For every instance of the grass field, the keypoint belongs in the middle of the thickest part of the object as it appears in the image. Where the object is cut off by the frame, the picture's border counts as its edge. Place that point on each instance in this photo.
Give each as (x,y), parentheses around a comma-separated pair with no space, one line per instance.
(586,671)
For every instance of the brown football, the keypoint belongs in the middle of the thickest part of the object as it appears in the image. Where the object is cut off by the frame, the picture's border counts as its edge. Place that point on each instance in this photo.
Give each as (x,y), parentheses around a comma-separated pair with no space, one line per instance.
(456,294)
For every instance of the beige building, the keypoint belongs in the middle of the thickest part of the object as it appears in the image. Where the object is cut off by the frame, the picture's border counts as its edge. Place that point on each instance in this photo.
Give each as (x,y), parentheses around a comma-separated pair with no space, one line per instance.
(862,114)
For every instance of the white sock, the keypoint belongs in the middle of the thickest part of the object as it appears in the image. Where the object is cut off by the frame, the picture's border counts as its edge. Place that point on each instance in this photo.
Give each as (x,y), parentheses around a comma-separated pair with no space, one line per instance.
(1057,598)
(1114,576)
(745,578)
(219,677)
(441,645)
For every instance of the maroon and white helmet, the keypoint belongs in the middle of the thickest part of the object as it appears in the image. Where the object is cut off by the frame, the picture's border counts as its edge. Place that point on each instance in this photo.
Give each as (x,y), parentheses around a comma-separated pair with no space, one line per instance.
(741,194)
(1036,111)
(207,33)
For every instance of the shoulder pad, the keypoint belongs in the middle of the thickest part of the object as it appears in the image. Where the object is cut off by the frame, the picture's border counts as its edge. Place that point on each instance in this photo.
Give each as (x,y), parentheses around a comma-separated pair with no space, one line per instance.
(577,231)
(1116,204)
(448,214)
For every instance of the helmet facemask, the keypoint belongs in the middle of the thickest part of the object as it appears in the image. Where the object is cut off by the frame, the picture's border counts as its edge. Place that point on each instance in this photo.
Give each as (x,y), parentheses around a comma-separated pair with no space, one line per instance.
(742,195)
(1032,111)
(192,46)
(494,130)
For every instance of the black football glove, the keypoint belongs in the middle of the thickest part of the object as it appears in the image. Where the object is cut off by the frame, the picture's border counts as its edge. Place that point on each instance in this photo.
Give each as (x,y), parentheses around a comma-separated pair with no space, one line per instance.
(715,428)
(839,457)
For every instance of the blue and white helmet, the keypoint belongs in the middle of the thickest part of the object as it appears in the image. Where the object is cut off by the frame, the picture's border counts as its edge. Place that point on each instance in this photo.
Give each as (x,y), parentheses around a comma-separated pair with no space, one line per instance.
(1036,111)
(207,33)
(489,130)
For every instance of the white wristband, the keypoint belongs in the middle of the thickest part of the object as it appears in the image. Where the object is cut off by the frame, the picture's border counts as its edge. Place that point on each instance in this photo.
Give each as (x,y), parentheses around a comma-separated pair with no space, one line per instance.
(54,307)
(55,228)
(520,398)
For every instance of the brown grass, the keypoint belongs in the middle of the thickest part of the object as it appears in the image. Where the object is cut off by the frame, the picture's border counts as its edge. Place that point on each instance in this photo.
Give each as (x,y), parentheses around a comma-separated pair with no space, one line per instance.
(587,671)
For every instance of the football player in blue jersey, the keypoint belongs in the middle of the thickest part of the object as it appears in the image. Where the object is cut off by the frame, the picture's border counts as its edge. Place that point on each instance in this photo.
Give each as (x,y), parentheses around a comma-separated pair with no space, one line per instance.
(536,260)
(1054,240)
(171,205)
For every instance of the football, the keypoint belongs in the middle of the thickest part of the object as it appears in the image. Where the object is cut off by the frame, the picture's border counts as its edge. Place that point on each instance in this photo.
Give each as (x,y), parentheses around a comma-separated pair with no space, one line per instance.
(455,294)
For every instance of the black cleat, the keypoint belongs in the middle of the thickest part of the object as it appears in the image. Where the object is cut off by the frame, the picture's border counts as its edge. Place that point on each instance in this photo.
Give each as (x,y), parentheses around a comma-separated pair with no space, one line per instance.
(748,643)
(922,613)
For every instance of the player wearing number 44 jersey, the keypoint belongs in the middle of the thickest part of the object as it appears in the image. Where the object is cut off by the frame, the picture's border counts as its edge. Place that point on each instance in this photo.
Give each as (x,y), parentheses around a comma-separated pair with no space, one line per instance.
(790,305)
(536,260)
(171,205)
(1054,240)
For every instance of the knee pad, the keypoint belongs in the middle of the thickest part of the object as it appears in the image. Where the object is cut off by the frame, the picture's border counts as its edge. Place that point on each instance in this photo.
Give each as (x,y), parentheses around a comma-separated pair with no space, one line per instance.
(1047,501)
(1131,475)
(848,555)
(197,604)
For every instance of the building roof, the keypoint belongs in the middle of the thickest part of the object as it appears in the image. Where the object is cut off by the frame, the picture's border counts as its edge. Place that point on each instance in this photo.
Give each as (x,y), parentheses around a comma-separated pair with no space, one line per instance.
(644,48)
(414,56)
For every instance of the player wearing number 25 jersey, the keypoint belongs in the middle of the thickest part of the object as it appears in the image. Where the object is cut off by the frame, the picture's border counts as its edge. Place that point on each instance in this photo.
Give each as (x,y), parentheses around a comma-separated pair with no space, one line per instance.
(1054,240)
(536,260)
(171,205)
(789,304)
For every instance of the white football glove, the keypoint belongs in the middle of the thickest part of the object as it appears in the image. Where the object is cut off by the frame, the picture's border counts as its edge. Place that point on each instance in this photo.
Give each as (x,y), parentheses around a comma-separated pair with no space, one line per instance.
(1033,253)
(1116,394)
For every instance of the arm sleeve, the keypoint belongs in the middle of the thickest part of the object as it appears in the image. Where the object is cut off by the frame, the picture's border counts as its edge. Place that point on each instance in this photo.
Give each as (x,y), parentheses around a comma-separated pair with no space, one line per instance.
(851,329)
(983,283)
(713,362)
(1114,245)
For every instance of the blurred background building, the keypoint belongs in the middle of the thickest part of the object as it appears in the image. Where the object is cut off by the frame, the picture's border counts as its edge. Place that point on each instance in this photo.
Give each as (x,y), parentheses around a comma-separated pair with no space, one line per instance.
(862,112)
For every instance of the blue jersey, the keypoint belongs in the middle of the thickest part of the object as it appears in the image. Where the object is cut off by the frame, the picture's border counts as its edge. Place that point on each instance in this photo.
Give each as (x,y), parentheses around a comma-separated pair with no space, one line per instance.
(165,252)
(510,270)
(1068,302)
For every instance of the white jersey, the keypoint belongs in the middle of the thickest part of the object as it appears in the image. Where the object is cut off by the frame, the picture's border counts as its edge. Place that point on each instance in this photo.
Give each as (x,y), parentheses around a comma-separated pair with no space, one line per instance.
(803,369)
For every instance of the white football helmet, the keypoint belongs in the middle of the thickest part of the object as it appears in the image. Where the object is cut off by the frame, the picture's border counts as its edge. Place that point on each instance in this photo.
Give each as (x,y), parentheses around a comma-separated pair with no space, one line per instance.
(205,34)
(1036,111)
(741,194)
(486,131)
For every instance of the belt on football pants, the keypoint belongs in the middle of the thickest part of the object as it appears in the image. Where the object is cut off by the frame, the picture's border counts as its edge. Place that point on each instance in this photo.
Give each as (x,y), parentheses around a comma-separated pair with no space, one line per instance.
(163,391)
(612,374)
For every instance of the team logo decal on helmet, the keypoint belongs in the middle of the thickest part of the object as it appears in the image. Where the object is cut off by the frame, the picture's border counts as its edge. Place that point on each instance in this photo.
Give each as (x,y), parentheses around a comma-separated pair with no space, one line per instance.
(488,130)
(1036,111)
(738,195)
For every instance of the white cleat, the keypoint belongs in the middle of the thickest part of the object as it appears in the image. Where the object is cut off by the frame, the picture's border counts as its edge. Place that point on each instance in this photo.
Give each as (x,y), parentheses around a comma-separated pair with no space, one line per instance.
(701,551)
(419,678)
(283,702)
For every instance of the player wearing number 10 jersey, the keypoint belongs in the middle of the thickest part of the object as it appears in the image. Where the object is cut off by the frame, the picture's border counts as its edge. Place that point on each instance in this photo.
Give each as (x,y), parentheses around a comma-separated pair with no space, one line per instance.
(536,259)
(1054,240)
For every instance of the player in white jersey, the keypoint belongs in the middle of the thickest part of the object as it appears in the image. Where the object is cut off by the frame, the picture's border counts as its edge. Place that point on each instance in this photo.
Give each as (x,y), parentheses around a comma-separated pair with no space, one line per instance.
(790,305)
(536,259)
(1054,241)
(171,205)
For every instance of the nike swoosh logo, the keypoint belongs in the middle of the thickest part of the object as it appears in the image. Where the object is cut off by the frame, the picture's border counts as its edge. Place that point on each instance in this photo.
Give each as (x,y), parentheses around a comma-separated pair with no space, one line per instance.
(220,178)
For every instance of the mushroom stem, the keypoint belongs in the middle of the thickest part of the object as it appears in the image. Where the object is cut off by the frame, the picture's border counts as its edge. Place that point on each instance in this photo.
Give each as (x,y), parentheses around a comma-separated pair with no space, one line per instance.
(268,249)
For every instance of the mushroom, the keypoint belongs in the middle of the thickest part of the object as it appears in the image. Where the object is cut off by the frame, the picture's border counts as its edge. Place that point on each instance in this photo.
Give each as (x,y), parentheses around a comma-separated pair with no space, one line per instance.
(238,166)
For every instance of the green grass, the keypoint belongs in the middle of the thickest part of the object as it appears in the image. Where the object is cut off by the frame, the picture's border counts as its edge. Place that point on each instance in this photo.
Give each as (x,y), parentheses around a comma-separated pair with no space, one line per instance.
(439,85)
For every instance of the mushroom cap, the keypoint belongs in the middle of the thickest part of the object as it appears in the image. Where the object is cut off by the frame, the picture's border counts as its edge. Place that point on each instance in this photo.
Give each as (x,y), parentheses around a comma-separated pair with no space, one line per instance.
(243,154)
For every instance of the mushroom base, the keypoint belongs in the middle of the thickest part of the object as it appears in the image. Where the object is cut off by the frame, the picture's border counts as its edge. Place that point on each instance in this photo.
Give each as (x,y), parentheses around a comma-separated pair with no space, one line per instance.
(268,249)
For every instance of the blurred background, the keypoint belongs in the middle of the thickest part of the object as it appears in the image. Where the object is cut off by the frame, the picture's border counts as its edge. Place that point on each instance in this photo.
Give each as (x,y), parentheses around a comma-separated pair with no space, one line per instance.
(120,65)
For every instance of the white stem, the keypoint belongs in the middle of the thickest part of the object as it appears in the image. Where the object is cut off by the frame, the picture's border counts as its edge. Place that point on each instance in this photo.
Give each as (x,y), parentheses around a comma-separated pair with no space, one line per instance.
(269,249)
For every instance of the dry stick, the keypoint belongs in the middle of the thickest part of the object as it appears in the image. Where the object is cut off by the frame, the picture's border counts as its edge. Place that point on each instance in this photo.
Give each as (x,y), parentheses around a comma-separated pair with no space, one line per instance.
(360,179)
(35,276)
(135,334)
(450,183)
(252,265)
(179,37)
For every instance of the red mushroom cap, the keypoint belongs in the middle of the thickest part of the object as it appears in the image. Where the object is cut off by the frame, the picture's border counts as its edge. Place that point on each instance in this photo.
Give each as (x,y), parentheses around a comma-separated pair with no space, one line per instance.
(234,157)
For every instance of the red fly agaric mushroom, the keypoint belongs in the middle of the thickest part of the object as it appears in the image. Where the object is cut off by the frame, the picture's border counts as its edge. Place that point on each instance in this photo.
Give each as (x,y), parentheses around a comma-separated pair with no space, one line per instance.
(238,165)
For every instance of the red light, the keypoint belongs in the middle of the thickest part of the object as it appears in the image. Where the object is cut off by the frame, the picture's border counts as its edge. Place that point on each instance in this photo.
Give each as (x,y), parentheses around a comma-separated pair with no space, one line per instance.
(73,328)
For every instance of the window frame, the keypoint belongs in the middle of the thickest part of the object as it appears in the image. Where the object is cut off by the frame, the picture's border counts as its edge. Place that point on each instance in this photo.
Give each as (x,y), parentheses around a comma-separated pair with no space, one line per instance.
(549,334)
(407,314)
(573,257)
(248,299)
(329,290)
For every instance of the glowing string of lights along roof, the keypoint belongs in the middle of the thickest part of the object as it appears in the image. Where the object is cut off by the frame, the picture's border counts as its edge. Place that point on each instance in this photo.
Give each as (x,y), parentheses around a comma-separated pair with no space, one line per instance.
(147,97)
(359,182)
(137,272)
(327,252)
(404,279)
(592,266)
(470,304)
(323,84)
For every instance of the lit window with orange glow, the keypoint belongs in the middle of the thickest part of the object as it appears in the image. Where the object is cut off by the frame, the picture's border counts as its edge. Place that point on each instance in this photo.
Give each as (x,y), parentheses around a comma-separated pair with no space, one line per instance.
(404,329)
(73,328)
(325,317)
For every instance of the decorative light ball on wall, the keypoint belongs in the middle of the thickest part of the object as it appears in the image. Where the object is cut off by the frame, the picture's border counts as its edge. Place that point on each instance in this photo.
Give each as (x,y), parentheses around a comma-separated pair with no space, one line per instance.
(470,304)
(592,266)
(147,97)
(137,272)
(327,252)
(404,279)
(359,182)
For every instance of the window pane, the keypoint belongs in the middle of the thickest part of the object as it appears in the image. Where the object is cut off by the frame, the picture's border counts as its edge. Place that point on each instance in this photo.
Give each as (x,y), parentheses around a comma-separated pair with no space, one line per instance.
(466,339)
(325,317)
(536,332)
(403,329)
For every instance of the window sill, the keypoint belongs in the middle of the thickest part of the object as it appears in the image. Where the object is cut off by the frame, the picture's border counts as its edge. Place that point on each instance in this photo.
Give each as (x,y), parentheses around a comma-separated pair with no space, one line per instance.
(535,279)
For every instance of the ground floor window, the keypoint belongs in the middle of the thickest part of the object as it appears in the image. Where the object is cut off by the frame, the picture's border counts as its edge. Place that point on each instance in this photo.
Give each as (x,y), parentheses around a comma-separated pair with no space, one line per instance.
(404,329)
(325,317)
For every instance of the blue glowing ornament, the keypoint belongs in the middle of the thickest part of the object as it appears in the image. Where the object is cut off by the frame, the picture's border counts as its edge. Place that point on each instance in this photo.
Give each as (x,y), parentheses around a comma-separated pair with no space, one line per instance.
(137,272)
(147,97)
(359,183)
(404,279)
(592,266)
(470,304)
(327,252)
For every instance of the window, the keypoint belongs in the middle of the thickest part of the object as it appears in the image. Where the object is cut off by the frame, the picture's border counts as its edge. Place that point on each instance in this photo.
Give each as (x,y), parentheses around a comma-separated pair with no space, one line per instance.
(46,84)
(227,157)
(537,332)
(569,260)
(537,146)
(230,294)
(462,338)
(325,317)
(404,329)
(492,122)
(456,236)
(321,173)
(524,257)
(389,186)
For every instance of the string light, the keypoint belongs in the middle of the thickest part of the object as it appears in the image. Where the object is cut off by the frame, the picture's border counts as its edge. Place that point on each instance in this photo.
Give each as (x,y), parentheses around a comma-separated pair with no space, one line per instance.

▸ **WHAT TO PRODUCE**: Render the lines of the items above, from the line containing "For every instance of the blue glowing" through the final line, inclusive, as a JSON list of strings, one string per line, omitting any blank lines.

▸ **THE SOLUTION**:
[
  "For every instance of the blue glowing ornament, the keypoint belongs in the middle of the thickest part of the object as it appears in the image. Where the object is cut off by the frame, the picture's border counts as its edge. Place that point on each instance in this photo.",
  "Give each as (x,y), parentheses around a comma-separated pair with no space, one line per instance.",
  "(137,272)",
  "(147,97)",
  "(359,183)",
  "(404,279)",
  "(592,266)",
  "(470,304)",
  "(327,252)",
  "For every instance of the window, the keypoint belongs in the middle of the thickest part of the object as it appears in the image. Where the object is cut off by the frame, the picture's border counts as its edge. Place that point on each instance in this photo.",
  "Give each as (x,y), parentheses around a comma-separated pair with no space, one line per instance.",
  "(46,84)",
  "(227,157)",
  "(537,332)",
  "(569,260)",
  "(537,146)",
  "(230,294)",
  "(462,338)",
  "(325,317)",
  "(404,329)",
  "(492,122)",
  "(456,236)",
  "(321,173)",
  "(524,257)",
  "(389,186)",
  "For every instance of the string light, the keypoint belongs in the middle of the thickest part of the object as it appears in the image. Where the object is cut off by the frame, the picture's border counts as its edge. Place that point on each instance in this photo.",
  "Give each as (x,y), parentheses around a comma-separated pair with no space, one line per instance."
]